**AIM OF THE EXERCISE:**
Collect every line of the items that contains the string "hoop".

**DATA FOR PROCESSING:**
= = = = =

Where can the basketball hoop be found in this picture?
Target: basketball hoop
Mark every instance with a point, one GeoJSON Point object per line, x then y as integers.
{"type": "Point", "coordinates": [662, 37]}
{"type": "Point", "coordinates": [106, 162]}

= = = = =

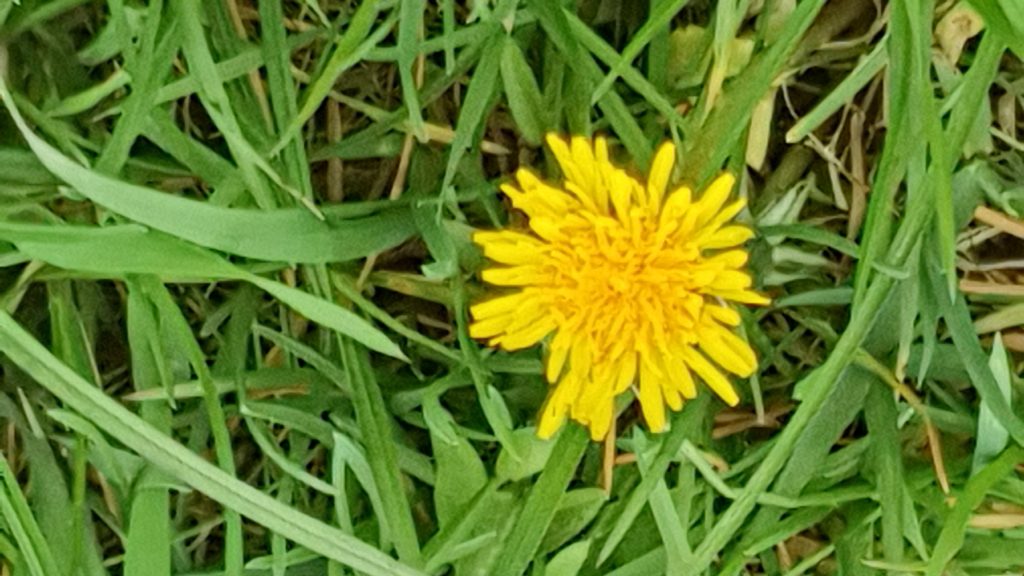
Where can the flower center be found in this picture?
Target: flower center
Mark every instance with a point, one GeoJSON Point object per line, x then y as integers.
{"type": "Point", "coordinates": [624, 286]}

= = = = =

**EXPECTED ANSWER:**
Where can the basketball hoop be found in this picture?
Target: basketball hoop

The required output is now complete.